● **What the exercise asks**
Take the material below and reproduce, word for word, only the lines from the line with "concrete post with one point per instance." through the line with "fence post with one point per instance.".

--------

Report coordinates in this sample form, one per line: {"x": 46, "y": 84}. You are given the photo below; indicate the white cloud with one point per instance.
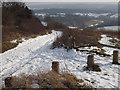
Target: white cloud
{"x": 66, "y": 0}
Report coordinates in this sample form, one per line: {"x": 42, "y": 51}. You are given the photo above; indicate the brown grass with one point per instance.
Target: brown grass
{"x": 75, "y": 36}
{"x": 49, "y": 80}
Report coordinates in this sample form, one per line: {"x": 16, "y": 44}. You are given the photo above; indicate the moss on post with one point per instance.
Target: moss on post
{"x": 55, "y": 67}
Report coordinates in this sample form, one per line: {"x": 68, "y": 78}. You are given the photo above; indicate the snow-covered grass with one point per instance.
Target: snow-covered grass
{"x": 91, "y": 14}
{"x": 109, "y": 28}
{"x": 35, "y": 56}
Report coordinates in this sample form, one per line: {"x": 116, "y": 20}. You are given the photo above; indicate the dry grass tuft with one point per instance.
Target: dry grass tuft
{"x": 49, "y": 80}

--------

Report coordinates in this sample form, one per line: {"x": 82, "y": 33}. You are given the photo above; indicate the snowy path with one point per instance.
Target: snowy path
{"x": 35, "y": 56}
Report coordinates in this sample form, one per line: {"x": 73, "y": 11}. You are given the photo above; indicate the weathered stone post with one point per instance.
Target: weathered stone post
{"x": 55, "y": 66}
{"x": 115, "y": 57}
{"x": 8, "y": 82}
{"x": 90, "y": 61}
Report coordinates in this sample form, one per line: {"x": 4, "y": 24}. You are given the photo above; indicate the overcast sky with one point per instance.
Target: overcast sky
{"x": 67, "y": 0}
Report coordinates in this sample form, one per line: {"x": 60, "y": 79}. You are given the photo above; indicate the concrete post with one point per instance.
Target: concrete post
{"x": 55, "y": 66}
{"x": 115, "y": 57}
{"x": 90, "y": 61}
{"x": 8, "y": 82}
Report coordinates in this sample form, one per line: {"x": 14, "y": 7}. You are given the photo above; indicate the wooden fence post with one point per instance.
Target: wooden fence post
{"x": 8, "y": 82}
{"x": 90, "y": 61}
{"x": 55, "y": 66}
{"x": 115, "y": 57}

--------

● **Task response**
Report coordinates in this sample form, one per line: {"x": 60, "y": 79}. You are given the photo above; indicate the concrete post with one point per instance.
Target: concrete post
{"x": 55, "y": 66}
{"x": 115, "y": 57}
{"x": 90, "y": 61}
{"x": 8, "y": 82}
Report coordinates in this sample form, one per line: {"x": 14, "y": 7}. You are given the photo above; indicate the wooden fence post with one point per instance.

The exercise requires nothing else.